▶ Yönerge ve koşullar
Margarethe von Trotta hakkındaki yazıdan bir bölümü harfi harfine tekrarlayın: "Hannah Arendt ve" sözlerinin geçtiği yerden başlayın ve "teması ile gerçekleştiriliyor." sözlerinden sonra durun.

▶ Yazı

Hannah Arendt ve Güller Sokağı gibi filmlerle tanınan usta feminist yönetmen Margarethe von Trotta, Filmmor Kadın Filmleri Festivali’nin davetlisi olarak İstanbul’a geldi. Festival kapsamında filmlerinden bir seçki gösterilecek olan von Trotta, İstanbul Modern’de bir ‘masterclass’ verdi. Kadınlarla dolu bir salonda kendi ‘direniş alanlarını’ ve sinemasını anlattı.
14 Mart’ta başlayan Uluslararası Gezici Filmmor Kadın Filmleri Festivali bu sene ‘Kadınların Sineması, Kadınların Direnişi, Direnişin Sineması’ teması ile gerçekleştiriliyor.
Yeni Alman Sineması’nın usta yönetmenlerinden Margarethe von Trotta, sadece filmleriyle değil yönetmenliğe giden yolda verdiği mücadelelerle de festivalin bu yılki temasını besleyecek bir birikime sahip.
Tarihin gölgesinde kalmış ya da öyküsü hiç anlatılmamış kadınların peşine düşen sinemasında Trotta, hep bir mücadele sürecini perdeye yansıttı. Sinema yazarı Alin Taşçıyan’ın moderatörlüğünde ve İstanbul Modern ev sahipliğinde bugün gerçekleştirilen ‘masterclass’ta Trotta, bir kadın yönetmen olarak kendi direnişini ve sinemasını anlattı. Salon, kadınlarla doluydu!
“İlk film yapmaya başladığım yıllarda, yani 1960’ların başlarında kadınların yönetmen olması düşünülemeyecek bir şeydi; oysa eşim Volker Schlöndorff ilk filmini 25 yaşında çekmişti,” diyerek söze başlayan Trotta, sektörün erkek egemen karakterinin değişmediğini vurguladı:
“Almanya'da bugün çok daha fazla sayıda kadın yönetmen var, fakat eşitsizlik hâlâ devam ediyor. Kadın yönetmen ve yapımcılara sağlanan olanaklar, erkeklerin önüne serilenlerden çok daha az.”

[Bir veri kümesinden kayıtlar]
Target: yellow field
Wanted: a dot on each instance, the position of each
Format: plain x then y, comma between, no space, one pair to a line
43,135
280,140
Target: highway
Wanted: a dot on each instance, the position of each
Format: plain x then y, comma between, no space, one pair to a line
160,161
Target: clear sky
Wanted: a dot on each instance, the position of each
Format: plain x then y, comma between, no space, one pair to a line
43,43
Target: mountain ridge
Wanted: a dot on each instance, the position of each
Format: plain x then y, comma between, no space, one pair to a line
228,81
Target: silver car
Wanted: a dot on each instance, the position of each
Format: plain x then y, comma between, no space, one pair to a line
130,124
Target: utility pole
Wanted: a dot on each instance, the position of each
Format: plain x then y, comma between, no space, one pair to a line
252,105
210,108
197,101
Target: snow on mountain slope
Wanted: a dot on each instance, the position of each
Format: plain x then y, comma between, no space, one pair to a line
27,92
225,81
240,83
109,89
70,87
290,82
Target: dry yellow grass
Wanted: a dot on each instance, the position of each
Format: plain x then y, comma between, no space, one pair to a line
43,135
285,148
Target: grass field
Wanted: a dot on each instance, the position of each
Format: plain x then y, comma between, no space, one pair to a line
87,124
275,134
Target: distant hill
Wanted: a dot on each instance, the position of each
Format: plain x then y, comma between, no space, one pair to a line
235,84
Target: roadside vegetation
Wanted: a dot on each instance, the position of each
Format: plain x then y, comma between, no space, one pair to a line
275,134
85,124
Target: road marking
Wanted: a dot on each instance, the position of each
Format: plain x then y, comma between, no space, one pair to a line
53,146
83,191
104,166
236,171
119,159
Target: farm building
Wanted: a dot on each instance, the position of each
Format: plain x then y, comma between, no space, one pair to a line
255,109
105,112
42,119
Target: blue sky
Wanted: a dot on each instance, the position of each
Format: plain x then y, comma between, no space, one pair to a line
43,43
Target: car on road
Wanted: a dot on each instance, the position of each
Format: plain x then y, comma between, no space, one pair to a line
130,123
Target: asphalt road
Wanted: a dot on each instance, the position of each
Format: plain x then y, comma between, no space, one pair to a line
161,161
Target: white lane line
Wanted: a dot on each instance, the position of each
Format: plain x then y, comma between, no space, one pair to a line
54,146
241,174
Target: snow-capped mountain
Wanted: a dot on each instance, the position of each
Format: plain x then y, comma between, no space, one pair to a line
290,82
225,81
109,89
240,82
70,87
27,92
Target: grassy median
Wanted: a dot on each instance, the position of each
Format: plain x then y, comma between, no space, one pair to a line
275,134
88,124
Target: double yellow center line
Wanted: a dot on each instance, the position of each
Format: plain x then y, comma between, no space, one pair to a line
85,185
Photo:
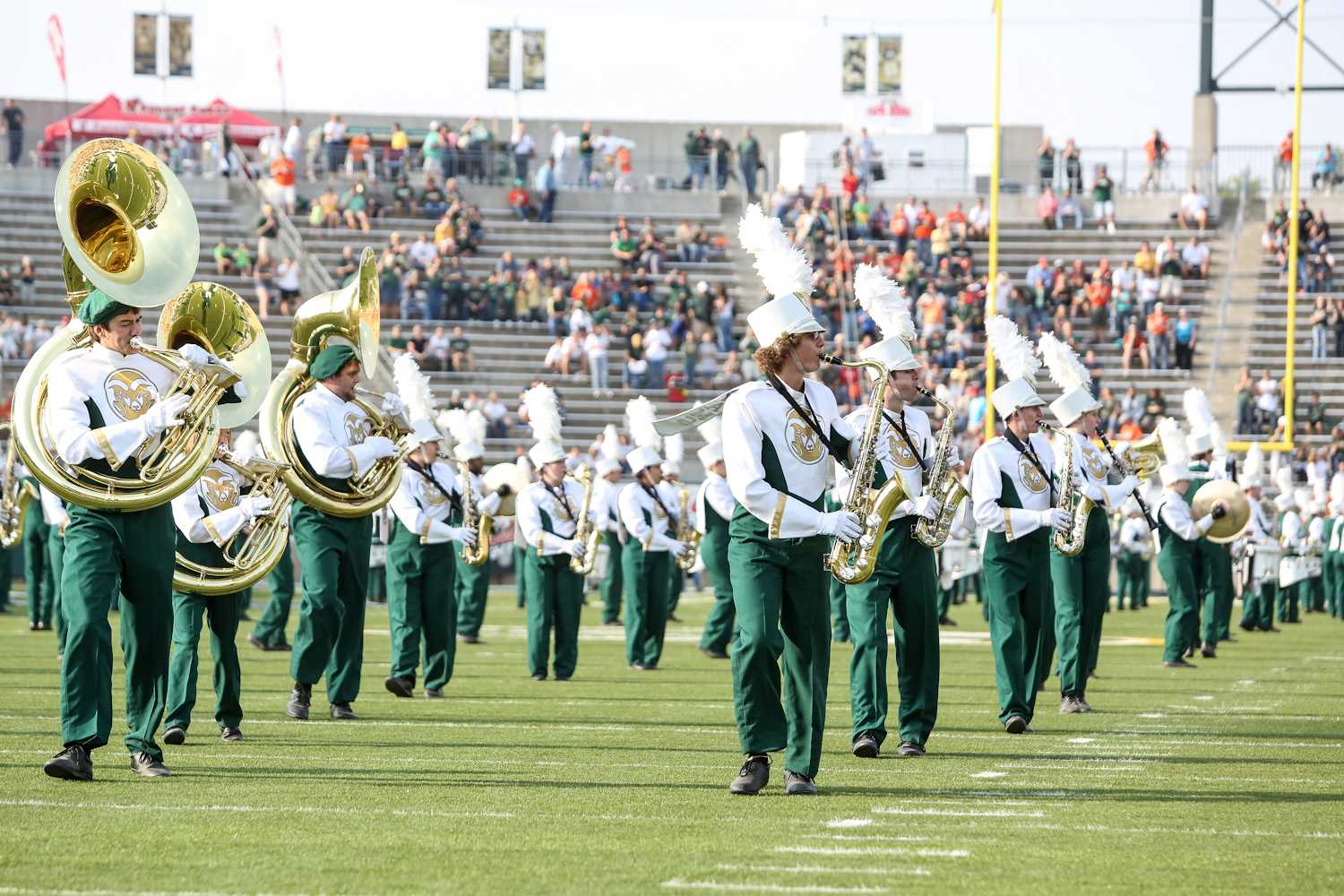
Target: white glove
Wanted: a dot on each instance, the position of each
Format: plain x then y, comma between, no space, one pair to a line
927,506
1055,519
166,414
843,524
255,506
194,355
382,446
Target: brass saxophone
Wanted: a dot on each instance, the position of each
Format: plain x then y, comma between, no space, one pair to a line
1070,541
583,530
687,533
854,562
473,519
943,485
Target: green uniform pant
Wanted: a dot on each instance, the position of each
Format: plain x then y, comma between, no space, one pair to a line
647,584
554,598
271,627
37,568
613,582
472,586
1218,592
1182,605
222,613
105,552
905,579
333,562
719,627
780,595
1018,592
1082,591
56,560
421,603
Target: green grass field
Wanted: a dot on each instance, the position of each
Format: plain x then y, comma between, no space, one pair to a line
1223,780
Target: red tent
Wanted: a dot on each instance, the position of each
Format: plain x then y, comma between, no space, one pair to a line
108,117
244,126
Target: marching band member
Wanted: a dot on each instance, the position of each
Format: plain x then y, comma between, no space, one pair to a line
331,435
472,583
612,587
714,508
1082,582
421,554
547,517
102,408
777,435
1258,598
1015,503
648,513
1177,535
906,575
207,519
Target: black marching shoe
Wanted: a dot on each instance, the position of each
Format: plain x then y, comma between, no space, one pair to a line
147,766
866,745
752,778
796,785
72,763
298,700
343,711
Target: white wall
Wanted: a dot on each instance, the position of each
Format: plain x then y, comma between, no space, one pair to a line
1099,72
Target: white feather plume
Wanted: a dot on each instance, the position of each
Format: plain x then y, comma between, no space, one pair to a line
1199,416
711,430
1174,441
758,230
414,390
1012,349
1254,463
543,414
639,418
610,443
1062,362
884,301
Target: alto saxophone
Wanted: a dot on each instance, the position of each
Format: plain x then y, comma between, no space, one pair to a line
1070,541
854,562
687,533
583,530
943,485
473,519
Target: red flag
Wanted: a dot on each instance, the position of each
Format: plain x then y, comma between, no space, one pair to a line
56,38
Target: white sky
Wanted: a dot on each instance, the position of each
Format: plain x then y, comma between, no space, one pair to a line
1099,70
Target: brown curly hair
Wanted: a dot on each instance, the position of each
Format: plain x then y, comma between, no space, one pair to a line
771,358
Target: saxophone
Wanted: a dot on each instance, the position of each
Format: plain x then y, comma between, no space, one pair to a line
943,485
854,562
583,530
473,519
687,533
1070,541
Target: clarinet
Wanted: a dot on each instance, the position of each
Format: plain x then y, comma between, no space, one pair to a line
1139,498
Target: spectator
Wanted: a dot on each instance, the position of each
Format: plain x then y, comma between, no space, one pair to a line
1104,204
1046,207
1185,335
13,129
1193,210
1156,153
545,185
1069,207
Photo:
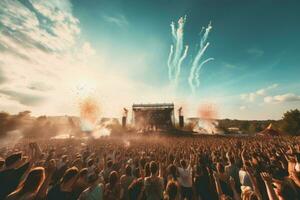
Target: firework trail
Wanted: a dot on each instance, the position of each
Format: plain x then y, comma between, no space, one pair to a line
177,51
197,76
194,78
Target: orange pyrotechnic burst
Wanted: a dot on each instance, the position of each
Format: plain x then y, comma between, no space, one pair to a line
89,109
207,112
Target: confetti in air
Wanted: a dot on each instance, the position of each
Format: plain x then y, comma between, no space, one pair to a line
197,64
178,52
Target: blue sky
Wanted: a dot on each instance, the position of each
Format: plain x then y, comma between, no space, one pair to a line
56,52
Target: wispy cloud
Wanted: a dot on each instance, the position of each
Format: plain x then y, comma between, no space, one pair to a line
289,97
250,97
118,20
255,52
243,107
38,40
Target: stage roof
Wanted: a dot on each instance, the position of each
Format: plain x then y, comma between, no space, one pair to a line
153,106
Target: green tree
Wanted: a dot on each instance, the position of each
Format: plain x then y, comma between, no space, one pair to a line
290,122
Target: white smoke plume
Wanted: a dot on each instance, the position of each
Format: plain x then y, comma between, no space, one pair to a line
177,51
194,77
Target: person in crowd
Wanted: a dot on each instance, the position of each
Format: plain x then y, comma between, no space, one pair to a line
29,188
154,184
126,181
185,180
81,183
10,177
63,189
136,189
152,167
95,191
172,192
113,188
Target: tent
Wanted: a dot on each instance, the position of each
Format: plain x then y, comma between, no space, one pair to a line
269,131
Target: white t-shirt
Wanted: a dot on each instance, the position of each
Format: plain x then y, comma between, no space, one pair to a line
185,176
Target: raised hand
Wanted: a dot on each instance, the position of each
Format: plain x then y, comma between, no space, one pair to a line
266,177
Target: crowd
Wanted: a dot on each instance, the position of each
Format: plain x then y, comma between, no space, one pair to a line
152,168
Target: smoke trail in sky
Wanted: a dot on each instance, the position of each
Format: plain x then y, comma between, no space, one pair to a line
194,78
177,51
197,76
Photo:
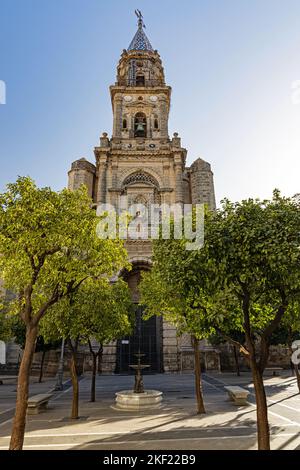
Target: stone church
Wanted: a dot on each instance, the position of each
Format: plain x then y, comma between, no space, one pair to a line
141,161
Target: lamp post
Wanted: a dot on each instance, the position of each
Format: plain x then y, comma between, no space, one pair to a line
60,371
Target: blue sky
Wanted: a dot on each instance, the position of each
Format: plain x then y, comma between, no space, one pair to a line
231,64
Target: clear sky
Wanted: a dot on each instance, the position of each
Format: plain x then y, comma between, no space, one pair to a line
231,64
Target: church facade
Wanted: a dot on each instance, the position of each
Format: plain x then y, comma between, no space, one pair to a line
142,163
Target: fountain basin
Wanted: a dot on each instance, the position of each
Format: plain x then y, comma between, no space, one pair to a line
128,400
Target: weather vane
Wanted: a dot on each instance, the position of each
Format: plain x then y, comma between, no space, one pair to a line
140,17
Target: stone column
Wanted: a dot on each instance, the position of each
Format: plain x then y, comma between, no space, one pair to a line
178,179
117,131
101,192
163,117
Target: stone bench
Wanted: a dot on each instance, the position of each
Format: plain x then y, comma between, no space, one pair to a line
7,378
237,394
274,370
37,403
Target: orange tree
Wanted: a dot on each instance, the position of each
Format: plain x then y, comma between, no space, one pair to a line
48,247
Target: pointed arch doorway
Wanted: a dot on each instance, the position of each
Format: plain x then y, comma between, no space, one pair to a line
147,335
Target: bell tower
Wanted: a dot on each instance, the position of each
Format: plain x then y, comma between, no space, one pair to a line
140,98
141,164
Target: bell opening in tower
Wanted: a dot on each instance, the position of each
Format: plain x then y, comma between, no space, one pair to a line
140,80
140,125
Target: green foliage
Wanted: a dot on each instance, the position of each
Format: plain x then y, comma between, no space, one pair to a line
49,246
98,310
254,248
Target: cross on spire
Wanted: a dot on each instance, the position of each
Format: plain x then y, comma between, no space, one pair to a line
140,41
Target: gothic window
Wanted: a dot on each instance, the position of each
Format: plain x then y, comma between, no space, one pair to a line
140,177
140,80
140,125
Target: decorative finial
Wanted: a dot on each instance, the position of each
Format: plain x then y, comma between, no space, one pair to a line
140,17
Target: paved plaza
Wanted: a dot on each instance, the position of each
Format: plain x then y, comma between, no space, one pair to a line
175,425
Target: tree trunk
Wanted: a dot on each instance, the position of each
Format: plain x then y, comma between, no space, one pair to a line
198,384
93,385
18,430
236,359
296,368
42,366
100,356
263,432
74,378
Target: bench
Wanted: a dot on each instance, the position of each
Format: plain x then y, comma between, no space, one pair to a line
274,370
238,395
37,403
7,378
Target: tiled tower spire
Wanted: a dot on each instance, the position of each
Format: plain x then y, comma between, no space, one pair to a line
140,41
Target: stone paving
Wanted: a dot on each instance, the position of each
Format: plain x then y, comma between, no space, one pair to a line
175,425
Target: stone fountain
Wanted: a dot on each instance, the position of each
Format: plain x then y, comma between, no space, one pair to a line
138,398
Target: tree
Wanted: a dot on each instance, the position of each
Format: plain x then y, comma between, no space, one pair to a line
235,335
49,247
288,332
254,246
98,311
18,333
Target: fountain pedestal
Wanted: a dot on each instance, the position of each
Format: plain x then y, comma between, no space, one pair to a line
138,399
128,400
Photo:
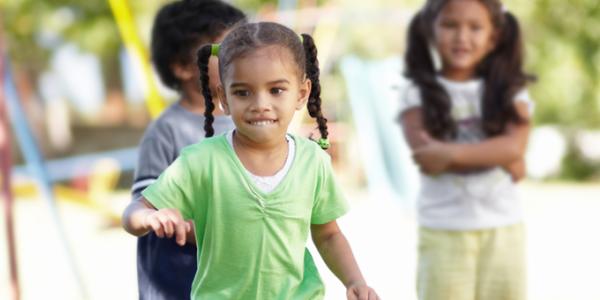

▶ Alıştırmanın cevabı
Hannah Arendt ve Güller Sokağı gibi filmlerle tanınan usta feminist yönetmen Margarethe von Trotta, Filmmor Kadın Filmleri Festivali’nin davetlisi olarak İstanbul’a geldi. Festival kapsamında filmlerinden bir seçki gösterilecek olan von Trotta, İstanbul Modern’de bir ‘masterclass’ verdi. Kadınlarla dolu bir salonda kendi ‘direniş alanlarını’ ve sinemasını anlattı.
14 Mart’ta başlayan Uluslararası Gezici Filmmor Kadın Filmleri Festivali bu sene ‘Kadınların Sineması, Kadınların Direnişi, Direnişin Sineması’ teması ile gerçekleştiriliyor.